> _Job_: Reproduce every line of the data below word for word, changing nothing.

--- BEGIN Items ---

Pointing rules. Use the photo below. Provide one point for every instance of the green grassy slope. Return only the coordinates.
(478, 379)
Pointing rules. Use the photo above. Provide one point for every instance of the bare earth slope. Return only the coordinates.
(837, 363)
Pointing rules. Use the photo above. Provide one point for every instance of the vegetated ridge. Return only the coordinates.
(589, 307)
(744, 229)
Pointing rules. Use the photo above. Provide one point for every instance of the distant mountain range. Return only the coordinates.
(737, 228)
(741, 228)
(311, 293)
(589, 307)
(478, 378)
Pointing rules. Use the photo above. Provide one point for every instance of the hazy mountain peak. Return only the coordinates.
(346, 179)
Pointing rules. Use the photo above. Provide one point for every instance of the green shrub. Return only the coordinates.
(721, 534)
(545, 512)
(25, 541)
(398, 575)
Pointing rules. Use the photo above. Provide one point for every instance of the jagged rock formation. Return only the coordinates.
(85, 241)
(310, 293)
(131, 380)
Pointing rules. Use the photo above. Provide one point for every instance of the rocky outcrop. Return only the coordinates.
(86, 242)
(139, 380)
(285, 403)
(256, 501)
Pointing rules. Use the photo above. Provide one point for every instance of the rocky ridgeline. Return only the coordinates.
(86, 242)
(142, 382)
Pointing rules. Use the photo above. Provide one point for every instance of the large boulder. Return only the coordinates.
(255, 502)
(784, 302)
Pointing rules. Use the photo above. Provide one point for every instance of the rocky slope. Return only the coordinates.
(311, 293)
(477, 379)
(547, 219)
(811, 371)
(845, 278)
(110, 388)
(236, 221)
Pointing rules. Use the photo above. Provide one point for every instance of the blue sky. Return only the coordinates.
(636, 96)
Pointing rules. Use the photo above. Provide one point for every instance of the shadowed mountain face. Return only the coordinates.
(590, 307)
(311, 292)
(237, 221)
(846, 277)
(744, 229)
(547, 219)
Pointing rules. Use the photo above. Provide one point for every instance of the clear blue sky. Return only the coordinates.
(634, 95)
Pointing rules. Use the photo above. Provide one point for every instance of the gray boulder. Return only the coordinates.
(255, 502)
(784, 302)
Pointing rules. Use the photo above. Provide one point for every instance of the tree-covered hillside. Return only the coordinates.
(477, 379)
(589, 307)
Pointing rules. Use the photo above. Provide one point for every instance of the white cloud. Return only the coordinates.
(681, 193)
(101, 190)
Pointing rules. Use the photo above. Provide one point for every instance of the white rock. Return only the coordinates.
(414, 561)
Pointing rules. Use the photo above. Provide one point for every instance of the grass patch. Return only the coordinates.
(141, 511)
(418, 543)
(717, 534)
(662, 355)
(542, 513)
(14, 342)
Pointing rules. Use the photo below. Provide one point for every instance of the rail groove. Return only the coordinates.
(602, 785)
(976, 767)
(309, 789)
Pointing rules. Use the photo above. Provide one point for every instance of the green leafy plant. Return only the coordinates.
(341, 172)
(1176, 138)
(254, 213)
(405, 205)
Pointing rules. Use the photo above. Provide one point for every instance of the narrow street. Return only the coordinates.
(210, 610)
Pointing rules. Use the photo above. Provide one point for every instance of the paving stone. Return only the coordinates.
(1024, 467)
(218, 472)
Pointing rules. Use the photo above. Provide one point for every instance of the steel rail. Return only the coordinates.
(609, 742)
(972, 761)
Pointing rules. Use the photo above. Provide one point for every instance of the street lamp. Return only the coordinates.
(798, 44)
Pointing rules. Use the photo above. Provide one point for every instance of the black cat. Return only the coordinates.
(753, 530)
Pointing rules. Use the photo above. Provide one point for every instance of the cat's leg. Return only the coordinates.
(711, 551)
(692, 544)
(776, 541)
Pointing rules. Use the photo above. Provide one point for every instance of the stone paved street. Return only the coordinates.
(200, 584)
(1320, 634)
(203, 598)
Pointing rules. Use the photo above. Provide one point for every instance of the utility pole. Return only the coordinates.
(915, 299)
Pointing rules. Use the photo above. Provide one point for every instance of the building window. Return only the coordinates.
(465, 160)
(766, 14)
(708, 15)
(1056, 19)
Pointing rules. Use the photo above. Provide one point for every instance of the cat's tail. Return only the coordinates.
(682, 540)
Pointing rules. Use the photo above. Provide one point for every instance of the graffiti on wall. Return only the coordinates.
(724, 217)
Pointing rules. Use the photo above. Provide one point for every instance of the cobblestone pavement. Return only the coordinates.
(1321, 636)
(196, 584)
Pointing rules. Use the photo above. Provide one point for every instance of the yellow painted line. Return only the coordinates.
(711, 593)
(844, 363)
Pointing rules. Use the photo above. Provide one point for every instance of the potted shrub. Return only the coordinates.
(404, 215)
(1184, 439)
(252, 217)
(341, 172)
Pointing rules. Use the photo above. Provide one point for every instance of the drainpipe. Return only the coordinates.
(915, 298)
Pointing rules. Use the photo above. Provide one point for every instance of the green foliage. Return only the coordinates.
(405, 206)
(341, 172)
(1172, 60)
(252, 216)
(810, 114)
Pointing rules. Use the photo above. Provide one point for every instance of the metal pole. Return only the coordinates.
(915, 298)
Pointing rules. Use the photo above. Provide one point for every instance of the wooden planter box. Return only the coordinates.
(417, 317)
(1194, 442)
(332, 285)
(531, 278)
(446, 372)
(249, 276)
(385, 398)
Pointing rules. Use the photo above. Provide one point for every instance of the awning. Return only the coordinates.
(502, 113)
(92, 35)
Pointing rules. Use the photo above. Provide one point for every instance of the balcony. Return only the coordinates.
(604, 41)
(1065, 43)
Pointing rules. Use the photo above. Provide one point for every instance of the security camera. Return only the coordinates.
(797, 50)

--- END Items ---

> _Response to this task_:
Pointing rules. Use the photo below. Provide one point for every instance of the green grassy slope. Return only the coordinates.
(478, 379)
Pointing rules. Use the photo above. Provide one point for every instance of the bare earth slope. Return only the coordinates.
(837, 363)
Pointing rules. Use the photo above. Provide one point for every instance of the vegetated ridge. Return only the coordinates.
(589, 307)
(744, 229)
Pointing rules. Use the photo above. Provide one point for every instance of the distant mountain range. Return only the coordinates.
(737, 228)
(741, 228)
(311, 293)
(589, 307)
(478, 378)
Pointing rules. Use the photo above. Provide one point for every instance of the hazy mountain peak. Return only the coordinates.
(346, 179)
Pointing rules. Use the photo above. Provide one point for every instance of the green shrub. Return only the coordinates.
(721, 534)
(545, 512)
(25, 541)
(398, 575)
Pointing rules. Use the photo above. Provide one point for every instance of the jagged rock formation. Return only the coordinates.
(85, 241)
(310, 293)
(131, 380)
Pointing rules. Use the photo above. Provide one point for every instance of the rocky outcrop. Return only the coordinates.
(86, 242)
(139, 380)
(285, 403)
(256, 501)
Pointing rules. Use the photo above. Provide one point for every instance of the rocky ridgeline. Return only the coordinates.
(86, 242)
(142, 382)
Pointing rules. Use the photo above. Provide one point for every instance of the large boulder. Return only the coordinates.
(255, 502)
(784, 302)
Pointing rules. Use the photo above. Provide one point for every instance of the rocky slope. Return only the coordinates.
(311, 293)
(477, 379)
(547, 219)
(811, 371)
(845, 278)
(110, 388)
(236, 221)
Pointing rules. Use the photo above. Provide one point for every instance of the blue sky. Return only the coordinates.
(636, 96)
Pointing rules. Use the photo above. Provide one point for every instance of the shadowed mountain face. Return only the coordinates.
(590, 307)
(311, 292)
(237, 221)
(846, 277)
(744, 229)
(547, 219)
Pointing rules. Use the photo above. Provide one point for every instance of the clear blue sky. Return only the coordinates.
(634, 95)
Pointing rules. Use the photo above. Provide one point for every instance of the gray boulder. Return only the coordinates.
(255, 502)
(784, 302)
Pointing rules. Use the photo above. Provide one point for every instance of the tree-covered hillside. Return only the coordinates.
(477, 379)
(589, 307)
Pointing rules. Use the photo above. Provide one point for every instance of the white cloud. Return only the coordinates.
(681, 193)
(101, 190)
Pointing rules. Use the photo above. Provide one point for every instance of the white rock. Return only the coordinates.
(414, 561)
Pointing rules. Use the photo above. Provide one point for every instance of the grass patch. Return only the coordinates.
(141, 511)
(418, 543)
(717, 534)
(662, 355)
(542, 513)
(14, 342)
Pointing rules. Use the photo below. Provide one point for every instance of the rail groove. Return only the coordinates.
(602, 785)
(976, 767)
(309, 789)
Pointing rules. Use the photo above. Provide one point for every instance of the green leafy plant. Return only the coordinates.
(341, 172)
(1176, 138)
(254, 213)
(405, 205)
Pointing rules. Use the photo above. Provide one point for every instance of the narrow street. Return only the coordinates.
(210, 610)
Pointing rules. Use the photo above. Provide one point for every instance of the paving stone. Return only the coordinates.
(1024, 467)
(218, 472)
Pointing rules. Use the photo above. Provide one point for every instance of the steel rail. Return only the coordinates.
(609, 742)
(972, 761)
Pointing rules. Use the photo above. Provide one point for every instance of the street lamp. Return only the coordinates.
(798, 44)
Pointing rules. Use the photo above. Provide one point for every instance of the black cat. Return only the coordinates.
(753, 530)
Pointing rules. Use the photo above. Provide one point for every instance of the cat's leg. Return only the coordinates.
(711, 551)
(692, 544)
(776, 541)
Pointing rules. Use the photo above. Provide one point for every instance of the stone paved street. Return only the coordinates.
(200, 584)
(1320, 634)
(203, 598)
Pointing rules. Use the photo above. Provide one point for every instance of the utility pole. Return only the coordinates.
(915, 299)
Pointing rules. Use the photo above. Provide one point for every instance of the building window. Return only the coordinates.
(465, 160)
(766, 14)
(708, 15)
(1056, 19)
Pointing rules. Use the photo above. Provide one point for every instance of the cat's tail. Return only the coordinates.
(682, 540)
Pointing rules. Use the photo above. Provide one point for every instance of the graffiti on wall. Return only the coordinates.
(724, 217)
Pointing rules. Use the photo above. Provide one point for every instance of the cobblestone pavement. Return only the coordinates.
(1321, 636)
(196, 584)
Pointing rules. Use the photo above. Provide one point for every instance of the yellow painted line. Return only the coordinates.
(711, 593)
(844, 363)
Pointing rules. Use the photo above. Provide one point for every instance of the potted shrub. Return only the coordinates.
(404, 215)
(1184, 439)
(252, 217)
(341, 172)
Pointing rules. Use the photo above. Provide one point for every instance of the drainpipe. Return only the coordinates.
(915, 298)
Pointing rules. Use the photo above. Provide one point for every instance of the green foliage. Return only the coordinates.
(405, 206)
(341, 172)
(1172, 60)
(252, 216)
(810, 114)
Pointing rules. Use the photo above. Provide one point for every instance of the metal pole. Return only the coordinates.
(915, 298)
Pointing rules. Use the photo above. Provide one point for every instance of the wooden planter box. Return only the coordinates.
(417, 317)
(1194, 442)
(332, 285)
(531, 278)
(446, 372)
(249, 276)
(385, 398)
Pointing rules. Use the photo above. Provide one point for every instance of the awning. Return only the coordinates.
(502, 113)
(92, 35)
Pointing rules. Use the photo above. Provide one point for every instance of the balcony. Return only the coordinates.
(604, 41)
(1065, 43)
Pointing rules. Use the photo above. Provide one point for every instance of the security camera. Return only the coordinates.
(797, 50)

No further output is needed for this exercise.